* begin PROVIDED INFORMATION *
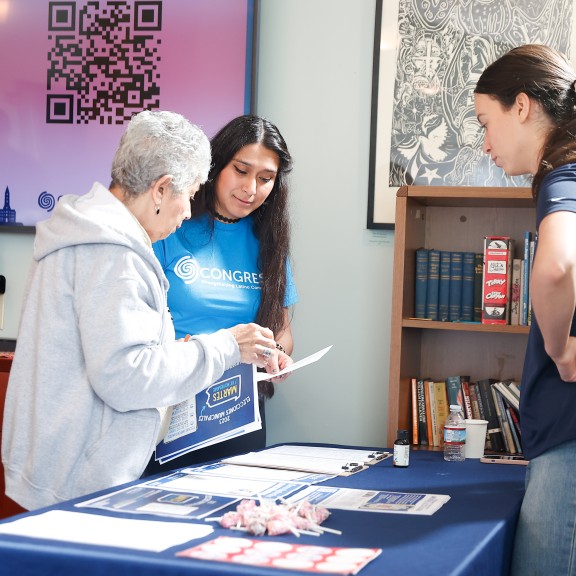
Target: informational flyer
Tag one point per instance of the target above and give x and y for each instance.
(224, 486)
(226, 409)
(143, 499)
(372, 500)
* end PROVIDED INFORMATION *
* begin PROVIDED INFORMATION *
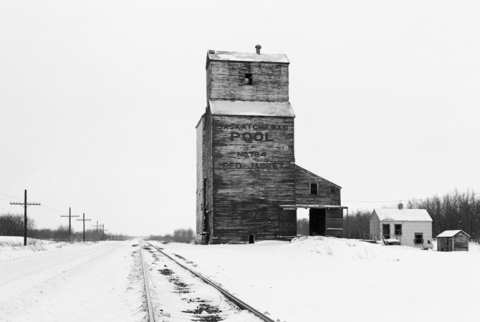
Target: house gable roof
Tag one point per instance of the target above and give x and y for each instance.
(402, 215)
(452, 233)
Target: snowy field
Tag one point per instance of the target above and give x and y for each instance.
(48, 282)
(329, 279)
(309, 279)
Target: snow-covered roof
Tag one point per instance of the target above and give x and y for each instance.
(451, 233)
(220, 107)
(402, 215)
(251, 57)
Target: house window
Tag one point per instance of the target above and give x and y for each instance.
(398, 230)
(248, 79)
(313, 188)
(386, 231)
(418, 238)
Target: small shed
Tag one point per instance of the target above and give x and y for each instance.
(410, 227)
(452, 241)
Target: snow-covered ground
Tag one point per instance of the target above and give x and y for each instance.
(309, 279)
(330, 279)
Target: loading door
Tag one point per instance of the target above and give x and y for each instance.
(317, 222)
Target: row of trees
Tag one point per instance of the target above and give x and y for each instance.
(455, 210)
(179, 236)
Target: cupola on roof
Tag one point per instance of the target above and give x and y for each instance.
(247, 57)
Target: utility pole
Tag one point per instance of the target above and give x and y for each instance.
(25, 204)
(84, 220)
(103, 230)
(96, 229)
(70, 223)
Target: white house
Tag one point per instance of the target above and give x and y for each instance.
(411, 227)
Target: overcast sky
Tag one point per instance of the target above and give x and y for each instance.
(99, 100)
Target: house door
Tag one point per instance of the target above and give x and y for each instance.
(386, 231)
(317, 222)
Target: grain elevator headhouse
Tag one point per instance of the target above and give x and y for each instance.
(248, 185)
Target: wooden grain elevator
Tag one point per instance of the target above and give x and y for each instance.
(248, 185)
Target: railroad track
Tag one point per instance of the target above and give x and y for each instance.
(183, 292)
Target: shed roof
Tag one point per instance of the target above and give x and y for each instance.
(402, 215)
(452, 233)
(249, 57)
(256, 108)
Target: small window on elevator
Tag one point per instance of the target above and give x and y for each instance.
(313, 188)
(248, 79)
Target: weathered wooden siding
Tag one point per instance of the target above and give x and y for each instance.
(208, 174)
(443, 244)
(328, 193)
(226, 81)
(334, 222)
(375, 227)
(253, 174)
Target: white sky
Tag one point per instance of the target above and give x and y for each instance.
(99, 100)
* end PROVIDED INFORMATION *
* begin PROVIDED INFORMATION *
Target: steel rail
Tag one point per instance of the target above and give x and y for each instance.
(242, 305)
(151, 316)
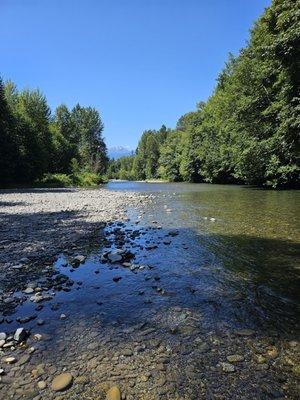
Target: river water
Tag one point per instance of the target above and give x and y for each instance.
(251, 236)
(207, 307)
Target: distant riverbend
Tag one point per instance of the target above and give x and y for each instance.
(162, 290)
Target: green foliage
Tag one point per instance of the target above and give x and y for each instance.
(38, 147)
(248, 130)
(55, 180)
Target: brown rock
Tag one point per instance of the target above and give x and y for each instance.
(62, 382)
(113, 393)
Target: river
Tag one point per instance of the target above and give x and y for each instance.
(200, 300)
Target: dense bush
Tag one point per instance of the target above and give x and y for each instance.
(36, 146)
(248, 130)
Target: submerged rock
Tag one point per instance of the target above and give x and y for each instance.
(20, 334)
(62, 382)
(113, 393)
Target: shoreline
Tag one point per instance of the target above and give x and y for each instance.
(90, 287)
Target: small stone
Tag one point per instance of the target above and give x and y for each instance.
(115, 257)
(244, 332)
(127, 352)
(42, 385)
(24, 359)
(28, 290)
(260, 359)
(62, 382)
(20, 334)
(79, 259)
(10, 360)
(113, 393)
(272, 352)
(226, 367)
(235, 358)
* end PROVIDED INFORMATION *
Count the lines in the records that contain the string "white". Reply with the number alone.

2